» Task requirements
Please answer these questions about the post on the Christchurch attack:
(a) On what date did the attack on the two mosques take place?
(b) According to the journalist quoted, how many minutes of mayhem ended 50 lives?
(c) What three words does the post give as one of the first things Prime Minister Jacinda Ardern said?

One of New Zealand’s Darkest Days

Posted by Karen Degen on 28th March 2019

Tags: EFT terror, PTSD in children, Response terrorist attack Christchurch, Terrorist attack Christchurch

Emotions, Responses and Steps Towards Healing

On Friday March 15th 2019 there was a terrorist attack on two mosques in Christchurch, New Zealand.  As one journalist put it, “it took just 21 minutes of mayhem to end 50 lives and changed hundreds of others forever”.  But that wasn’t quite accurate. It changed far more than just ‘hundreds of people’.  It changed us as people forever, not just in New Zealand but around the world, as others responded to our response. 

It was the response that made this different from other similar events that have occurred in other countries.  We refused to respond with indifference to the community of mostly immigrant or refugees this happened to.  We refused to respond with hatred or revenge. Instead we responded with love.  Great love.

One of the first things that Prime Minister Jacinda Ardern said was “You are us”.  I feel close to tears just writing those three words – you are us.  All of the great teachers in the world tell us that we are all connected. That we are all one.   But how many of us actually live that truth?  Since the event we New Zealanders have been living that truth.

» Data block
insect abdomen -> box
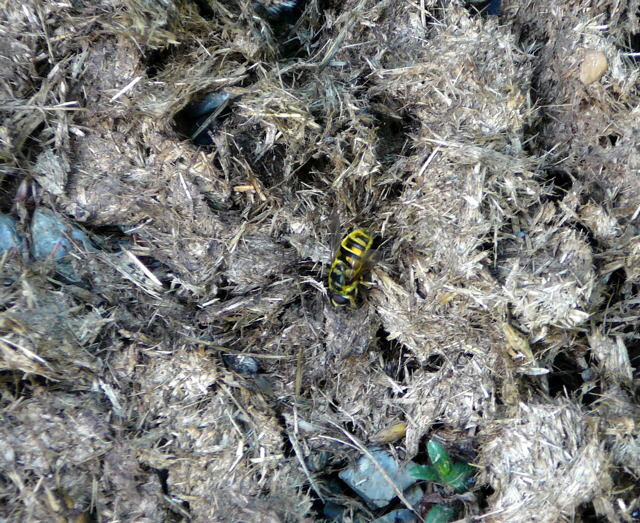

» Answer space
(a) Friday, March 15th 2019
(b) 21 minutes
(c) "You are us"